* _Aim_
Reproduce the entries from the line containing "compact like (331,185)." through the end of the entries, changing "work boot" to "hiking boot" and keeping everything else the same.

* _Given entries_
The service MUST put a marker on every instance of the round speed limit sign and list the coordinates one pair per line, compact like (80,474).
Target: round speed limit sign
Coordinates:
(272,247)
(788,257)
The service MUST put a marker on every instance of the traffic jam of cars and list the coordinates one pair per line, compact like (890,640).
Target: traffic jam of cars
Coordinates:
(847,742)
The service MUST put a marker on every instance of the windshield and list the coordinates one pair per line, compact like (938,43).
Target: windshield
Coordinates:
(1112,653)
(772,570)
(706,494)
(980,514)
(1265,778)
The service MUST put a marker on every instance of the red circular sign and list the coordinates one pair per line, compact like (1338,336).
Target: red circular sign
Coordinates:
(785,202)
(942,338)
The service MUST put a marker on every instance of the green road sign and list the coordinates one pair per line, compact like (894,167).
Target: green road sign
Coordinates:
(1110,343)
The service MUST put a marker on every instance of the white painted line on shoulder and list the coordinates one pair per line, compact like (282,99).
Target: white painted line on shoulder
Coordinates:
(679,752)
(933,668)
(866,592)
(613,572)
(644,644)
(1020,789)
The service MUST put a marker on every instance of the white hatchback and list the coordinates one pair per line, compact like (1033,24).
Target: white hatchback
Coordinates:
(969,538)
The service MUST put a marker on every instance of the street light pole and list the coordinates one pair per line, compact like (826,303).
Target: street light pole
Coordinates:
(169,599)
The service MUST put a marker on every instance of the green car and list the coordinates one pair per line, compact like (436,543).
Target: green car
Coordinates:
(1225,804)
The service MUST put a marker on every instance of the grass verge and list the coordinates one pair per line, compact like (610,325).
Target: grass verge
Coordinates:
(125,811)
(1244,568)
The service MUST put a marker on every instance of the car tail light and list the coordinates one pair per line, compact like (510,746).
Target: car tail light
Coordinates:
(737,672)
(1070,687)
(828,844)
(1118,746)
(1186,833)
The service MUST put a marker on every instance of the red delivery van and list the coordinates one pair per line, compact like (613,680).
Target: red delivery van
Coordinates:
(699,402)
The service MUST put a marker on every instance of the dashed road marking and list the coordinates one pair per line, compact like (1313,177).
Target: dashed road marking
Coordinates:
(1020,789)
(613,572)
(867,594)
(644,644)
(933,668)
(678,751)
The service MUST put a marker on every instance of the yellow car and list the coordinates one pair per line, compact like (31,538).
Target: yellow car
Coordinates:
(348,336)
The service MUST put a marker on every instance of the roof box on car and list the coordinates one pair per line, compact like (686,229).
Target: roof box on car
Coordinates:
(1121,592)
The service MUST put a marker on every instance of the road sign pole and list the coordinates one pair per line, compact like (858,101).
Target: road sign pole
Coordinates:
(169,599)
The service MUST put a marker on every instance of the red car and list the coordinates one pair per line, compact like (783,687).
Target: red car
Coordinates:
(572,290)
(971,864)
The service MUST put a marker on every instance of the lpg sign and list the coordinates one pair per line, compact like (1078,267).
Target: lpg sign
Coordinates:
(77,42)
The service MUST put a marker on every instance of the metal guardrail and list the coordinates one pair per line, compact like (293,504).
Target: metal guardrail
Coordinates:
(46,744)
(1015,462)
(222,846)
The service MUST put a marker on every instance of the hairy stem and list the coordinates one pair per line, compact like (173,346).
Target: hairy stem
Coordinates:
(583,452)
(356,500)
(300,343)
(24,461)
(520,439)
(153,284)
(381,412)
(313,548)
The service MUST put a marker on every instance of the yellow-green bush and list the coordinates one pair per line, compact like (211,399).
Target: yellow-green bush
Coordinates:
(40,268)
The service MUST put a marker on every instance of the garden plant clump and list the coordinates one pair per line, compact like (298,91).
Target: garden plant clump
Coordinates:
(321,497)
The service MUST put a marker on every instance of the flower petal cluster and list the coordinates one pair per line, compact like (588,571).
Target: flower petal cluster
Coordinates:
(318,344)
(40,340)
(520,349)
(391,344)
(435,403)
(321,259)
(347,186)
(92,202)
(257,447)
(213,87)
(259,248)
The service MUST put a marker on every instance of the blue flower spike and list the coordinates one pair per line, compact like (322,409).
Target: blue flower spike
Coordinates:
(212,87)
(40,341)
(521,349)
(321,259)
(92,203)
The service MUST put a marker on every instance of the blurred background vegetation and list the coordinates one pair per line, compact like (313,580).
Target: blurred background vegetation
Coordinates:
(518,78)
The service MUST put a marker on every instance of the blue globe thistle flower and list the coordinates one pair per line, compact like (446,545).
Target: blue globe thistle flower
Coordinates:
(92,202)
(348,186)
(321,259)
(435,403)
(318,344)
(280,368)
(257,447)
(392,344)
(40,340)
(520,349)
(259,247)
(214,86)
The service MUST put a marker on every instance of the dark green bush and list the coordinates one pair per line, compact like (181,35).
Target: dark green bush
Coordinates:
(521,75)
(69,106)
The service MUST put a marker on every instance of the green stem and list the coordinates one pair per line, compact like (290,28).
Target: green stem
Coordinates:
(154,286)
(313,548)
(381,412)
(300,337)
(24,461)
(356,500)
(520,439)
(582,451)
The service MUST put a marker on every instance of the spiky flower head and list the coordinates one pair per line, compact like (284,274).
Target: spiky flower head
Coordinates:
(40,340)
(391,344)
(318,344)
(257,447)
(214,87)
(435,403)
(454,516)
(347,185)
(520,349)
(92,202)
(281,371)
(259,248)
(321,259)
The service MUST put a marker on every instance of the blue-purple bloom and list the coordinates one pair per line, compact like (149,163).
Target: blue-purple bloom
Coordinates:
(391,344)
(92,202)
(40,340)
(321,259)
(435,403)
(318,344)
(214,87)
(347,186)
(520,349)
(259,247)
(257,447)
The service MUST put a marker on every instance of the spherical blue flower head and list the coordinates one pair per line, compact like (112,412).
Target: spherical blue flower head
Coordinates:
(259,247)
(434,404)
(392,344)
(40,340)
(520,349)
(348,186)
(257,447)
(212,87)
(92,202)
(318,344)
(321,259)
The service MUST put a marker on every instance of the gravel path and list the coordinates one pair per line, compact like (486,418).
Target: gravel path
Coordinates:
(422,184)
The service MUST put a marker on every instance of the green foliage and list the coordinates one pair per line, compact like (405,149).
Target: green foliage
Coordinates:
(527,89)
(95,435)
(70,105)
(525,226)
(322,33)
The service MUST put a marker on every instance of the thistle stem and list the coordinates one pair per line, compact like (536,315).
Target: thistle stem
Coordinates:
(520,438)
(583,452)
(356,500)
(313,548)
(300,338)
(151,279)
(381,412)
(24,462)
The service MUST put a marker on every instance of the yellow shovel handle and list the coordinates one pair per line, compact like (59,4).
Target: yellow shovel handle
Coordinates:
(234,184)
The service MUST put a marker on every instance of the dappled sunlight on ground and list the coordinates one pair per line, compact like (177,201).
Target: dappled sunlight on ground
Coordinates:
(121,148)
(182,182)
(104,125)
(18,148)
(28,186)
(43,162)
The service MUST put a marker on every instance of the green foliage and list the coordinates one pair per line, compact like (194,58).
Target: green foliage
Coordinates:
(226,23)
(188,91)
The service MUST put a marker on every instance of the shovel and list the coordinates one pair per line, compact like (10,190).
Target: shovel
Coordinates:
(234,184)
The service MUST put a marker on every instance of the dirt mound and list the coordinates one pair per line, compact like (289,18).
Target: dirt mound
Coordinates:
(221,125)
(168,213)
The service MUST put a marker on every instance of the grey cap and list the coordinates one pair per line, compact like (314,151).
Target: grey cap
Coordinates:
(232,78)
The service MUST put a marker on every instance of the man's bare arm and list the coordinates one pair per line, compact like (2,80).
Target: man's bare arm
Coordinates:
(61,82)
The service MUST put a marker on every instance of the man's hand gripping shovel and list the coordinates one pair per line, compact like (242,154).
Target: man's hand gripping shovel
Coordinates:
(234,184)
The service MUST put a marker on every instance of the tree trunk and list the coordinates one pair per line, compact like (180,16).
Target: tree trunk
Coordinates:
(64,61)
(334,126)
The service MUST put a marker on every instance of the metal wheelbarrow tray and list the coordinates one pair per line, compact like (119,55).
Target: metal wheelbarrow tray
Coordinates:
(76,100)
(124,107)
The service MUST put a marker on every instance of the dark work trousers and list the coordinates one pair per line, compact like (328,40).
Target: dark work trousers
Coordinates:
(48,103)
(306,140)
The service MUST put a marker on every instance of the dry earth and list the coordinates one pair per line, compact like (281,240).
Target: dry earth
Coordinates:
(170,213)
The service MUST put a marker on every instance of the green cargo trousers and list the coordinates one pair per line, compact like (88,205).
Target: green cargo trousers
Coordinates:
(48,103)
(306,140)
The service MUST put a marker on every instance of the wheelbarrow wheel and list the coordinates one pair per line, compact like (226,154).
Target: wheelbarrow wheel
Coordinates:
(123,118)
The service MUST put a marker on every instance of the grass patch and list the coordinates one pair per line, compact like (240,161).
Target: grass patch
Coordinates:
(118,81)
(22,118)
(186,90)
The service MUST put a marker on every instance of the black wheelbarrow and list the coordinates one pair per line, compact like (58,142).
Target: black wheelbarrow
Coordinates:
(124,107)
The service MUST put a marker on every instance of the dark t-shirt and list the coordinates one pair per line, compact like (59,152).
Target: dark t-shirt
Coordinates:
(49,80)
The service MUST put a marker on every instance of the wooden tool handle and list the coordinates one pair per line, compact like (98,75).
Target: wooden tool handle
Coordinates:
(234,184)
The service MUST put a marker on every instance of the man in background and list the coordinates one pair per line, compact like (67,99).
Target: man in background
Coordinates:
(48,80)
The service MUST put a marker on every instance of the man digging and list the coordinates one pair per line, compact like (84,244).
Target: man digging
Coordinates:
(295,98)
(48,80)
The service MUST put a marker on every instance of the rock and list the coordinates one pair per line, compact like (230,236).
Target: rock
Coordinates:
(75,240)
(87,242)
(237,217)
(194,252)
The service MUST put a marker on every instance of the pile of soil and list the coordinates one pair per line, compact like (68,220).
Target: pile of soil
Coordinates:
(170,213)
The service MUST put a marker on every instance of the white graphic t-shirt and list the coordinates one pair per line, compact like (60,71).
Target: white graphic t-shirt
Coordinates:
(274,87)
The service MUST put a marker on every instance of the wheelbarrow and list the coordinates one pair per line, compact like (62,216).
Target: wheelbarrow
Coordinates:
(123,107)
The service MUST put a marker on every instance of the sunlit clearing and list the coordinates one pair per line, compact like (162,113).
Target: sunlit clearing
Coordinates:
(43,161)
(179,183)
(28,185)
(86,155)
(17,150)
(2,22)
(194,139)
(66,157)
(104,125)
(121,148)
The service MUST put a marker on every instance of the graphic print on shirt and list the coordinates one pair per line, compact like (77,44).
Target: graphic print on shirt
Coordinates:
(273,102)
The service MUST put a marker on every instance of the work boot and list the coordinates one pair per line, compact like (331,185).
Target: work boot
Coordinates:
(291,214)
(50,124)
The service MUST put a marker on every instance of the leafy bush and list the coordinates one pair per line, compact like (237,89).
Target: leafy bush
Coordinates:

* _Task output_
The service MUST put a marker on every instance of the hiking boot and list the coordinates one pair per line, compact like (331,185).
Target: hiking boot
Coordinates:
(291,214)
(50,124)
The service MUST put a marker on every instance of the leafy bush and list the coordinates one pair per line, compact like (237,89).
Target: leafy bush
Coordinates:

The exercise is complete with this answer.